WHAT NEEDS TO BE DONE
Gather every line of the material below that contains the word "bare". Copy each such line in full.

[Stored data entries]
<<<<
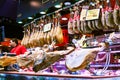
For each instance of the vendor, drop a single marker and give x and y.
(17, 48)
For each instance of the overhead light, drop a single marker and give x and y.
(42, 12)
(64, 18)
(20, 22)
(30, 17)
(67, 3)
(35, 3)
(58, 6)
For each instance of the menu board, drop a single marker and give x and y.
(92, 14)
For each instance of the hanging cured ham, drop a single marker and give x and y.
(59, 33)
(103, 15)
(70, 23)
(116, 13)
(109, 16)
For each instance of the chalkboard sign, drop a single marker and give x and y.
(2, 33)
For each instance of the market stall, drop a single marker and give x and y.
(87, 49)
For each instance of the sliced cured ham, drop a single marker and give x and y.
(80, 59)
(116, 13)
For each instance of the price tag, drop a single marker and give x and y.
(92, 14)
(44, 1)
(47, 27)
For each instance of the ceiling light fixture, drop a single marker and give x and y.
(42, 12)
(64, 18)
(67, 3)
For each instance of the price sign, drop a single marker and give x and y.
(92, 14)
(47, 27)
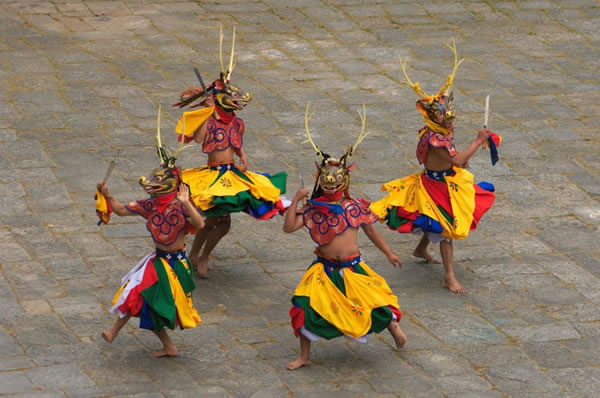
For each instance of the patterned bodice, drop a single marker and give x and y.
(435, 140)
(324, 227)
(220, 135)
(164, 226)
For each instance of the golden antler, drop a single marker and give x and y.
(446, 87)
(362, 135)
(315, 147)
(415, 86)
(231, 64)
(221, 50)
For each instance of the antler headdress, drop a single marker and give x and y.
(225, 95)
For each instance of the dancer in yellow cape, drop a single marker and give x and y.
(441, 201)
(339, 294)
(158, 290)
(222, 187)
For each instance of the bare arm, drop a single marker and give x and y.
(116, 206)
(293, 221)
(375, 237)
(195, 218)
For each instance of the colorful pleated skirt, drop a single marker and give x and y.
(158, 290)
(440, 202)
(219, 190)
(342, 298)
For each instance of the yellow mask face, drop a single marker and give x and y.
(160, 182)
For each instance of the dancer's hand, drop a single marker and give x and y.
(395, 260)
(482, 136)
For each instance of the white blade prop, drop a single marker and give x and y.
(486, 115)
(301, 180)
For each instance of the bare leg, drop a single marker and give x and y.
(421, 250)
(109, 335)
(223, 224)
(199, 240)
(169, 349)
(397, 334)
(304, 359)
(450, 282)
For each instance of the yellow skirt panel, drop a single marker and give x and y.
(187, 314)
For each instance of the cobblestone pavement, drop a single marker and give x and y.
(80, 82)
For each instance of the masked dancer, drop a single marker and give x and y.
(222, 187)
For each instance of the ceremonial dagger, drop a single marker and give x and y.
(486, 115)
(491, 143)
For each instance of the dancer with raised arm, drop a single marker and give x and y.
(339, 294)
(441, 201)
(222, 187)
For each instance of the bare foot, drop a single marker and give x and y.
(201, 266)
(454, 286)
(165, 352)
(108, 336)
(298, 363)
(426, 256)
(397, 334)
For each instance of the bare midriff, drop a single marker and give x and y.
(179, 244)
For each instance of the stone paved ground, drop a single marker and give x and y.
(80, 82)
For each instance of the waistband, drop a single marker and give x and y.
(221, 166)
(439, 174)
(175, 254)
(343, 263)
>>>>
<<<<
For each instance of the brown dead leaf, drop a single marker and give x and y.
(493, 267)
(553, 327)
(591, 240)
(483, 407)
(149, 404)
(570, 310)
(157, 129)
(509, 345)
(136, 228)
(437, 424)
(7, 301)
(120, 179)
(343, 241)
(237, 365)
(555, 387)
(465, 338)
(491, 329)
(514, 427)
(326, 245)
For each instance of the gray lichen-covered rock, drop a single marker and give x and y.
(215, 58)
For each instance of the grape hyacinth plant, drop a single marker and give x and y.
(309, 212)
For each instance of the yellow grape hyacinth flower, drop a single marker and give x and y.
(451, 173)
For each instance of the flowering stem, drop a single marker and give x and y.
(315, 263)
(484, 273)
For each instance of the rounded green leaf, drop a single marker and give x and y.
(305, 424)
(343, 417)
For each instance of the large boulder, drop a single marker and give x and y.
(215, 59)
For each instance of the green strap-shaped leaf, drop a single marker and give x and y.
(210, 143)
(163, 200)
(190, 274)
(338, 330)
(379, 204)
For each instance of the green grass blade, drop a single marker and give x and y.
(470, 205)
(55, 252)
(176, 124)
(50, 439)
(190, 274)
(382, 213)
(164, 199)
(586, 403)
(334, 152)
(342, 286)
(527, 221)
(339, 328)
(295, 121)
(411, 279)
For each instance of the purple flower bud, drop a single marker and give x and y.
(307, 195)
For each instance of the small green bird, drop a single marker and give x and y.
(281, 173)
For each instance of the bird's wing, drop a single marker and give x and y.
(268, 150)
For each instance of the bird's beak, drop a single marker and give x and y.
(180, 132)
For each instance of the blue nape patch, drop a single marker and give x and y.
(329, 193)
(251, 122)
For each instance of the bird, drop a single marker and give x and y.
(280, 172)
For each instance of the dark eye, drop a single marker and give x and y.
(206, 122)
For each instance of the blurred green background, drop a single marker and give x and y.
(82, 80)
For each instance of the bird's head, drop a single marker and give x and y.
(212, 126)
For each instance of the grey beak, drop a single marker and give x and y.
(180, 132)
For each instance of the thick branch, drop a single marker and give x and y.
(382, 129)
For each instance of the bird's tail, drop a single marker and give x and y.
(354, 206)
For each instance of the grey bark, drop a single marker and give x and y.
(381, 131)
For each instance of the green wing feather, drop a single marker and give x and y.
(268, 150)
>>>>
REPLY TO THE EXERCISE
For each instance of the bare arm, drop a single marker and give x and y.
For each instance of the bare leg, drop a single marker and give x and y.
For each instance of the bare foot, drop a single marker and give x and y.
For each instance of the bare midriff, drop a single marker and give x and y.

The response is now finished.